Reproduce word for word everything from the very first of the lines below down to and including the line that contains "[(182, 131)]".
________________________________________
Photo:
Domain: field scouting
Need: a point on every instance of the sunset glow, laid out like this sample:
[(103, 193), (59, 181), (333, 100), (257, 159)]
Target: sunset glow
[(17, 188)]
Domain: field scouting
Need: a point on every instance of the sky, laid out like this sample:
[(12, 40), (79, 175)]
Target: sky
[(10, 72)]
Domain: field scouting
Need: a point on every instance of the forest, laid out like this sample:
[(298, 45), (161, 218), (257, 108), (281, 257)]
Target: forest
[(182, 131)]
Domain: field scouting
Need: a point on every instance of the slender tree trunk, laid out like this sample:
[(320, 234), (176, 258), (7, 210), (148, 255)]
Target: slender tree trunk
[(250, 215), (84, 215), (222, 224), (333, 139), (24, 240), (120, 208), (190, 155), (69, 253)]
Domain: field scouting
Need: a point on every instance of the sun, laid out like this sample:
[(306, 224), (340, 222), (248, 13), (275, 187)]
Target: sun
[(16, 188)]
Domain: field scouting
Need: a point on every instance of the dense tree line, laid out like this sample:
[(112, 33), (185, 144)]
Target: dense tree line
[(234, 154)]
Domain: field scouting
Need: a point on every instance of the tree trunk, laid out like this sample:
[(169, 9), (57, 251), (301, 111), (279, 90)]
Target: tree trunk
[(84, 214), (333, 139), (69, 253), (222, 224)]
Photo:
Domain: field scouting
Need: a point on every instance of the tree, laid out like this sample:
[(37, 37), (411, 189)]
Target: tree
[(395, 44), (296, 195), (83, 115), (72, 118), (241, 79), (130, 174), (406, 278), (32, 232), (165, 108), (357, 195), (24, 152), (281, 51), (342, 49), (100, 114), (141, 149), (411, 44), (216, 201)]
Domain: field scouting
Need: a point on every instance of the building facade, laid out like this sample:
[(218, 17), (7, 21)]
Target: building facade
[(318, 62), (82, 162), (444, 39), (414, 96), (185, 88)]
________________________________________
* **Correct answer**
Photo:
Domain: field scouting
Need: a point on every instance of the sunset glow, laid out like this sample:
[(103, 193), (59, 181), (333, 100), (257, 159)]
Target: sunset glow
[(17, 188)]
Domain: field scouting
Need: a point on every instance of the sky, laid out like this sample:
[(12, 40), (79, 175)]
Target: sky
[(10, 72)]
Domain: field scouting
Need: a point on every instance of the forest, laid out like this sample:
[(298, 45), (161, 218), (257, 108), (281, 257)]
Target: forest
[(182, 131)]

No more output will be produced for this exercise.